[Entries taken from a collection]
------------------------------------------------------------------------

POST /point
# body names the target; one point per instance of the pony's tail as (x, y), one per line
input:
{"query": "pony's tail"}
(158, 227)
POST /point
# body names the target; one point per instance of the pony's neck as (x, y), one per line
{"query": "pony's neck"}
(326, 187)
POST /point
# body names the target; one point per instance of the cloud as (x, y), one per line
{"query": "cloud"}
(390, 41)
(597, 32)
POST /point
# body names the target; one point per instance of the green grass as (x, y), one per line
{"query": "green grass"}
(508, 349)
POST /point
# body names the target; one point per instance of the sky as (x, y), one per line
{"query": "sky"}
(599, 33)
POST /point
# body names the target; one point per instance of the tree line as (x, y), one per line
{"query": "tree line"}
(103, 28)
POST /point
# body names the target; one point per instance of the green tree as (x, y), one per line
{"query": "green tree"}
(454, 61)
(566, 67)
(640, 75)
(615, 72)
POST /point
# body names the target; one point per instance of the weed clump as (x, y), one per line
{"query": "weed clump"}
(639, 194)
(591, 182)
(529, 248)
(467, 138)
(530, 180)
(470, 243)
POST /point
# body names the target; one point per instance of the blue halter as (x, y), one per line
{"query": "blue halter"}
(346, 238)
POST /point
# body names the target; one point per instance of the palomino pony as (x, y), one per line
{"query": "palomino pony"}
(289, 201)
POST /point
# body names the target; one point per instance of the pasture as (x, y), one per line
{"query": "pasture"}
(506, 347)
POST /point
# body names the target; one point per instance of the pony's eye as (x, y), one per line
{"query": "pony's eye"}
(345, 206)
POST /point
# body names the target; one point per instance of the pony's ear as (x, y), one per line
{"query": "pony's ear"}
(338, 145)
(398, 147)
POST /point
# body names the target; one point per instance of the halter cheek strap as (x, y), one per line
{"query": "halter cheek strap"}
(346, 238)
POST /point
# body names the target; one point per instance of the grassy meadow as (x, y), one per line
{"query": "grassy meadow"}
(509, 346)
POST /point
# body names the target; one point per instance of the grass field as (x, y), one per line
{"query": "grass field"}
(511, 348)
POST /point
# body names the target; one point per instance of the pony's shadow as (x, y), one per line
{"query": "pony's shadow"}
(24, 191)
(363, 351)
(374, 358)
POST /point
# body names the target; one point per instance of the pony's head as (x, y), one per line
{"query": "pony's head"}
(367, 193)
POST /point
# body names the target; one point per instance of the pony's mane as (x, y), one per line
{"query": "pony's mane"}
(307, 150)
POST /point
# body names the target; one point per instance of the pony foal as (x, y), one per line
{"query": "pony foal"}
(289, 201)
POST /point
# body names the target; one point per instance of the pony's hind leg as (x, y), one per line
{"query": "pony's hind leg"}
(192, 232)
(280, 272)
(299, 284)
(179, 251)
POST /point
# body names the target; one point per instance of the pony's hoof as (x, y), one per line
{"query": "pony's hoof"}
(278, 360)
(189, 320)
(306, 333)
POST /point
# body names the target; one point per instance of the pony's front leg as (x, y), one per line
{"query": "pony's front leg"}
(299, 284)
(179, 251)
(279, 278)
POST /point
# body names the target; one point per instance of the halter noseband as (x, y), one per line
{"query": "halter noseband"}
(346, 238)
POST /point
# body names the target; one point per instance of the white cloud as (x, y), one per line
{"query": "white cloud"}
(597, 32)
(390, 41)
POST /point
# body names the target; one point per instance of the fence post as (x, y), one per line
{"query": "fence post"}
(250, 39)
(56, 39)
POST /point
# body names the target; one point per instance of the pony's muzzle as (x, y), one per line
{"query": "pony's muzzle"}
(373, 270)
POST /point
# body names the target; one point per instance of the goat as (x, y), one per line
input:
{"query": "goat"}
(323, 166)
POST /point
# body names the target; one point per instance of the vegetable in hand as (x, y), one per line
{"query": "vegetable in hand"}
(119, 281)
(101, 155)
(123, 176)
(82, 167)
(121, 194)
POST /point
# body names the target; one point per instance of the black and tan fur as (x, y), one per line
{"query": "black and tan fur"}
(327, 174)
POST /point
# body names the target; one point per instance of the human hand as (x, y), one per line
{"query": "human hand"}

------------------------------------------------------------------------

### AIM OF THE TASK
Lines in the data holding the word "human": count them and say how many, nothing more.

### EXPECTED ANSWER
2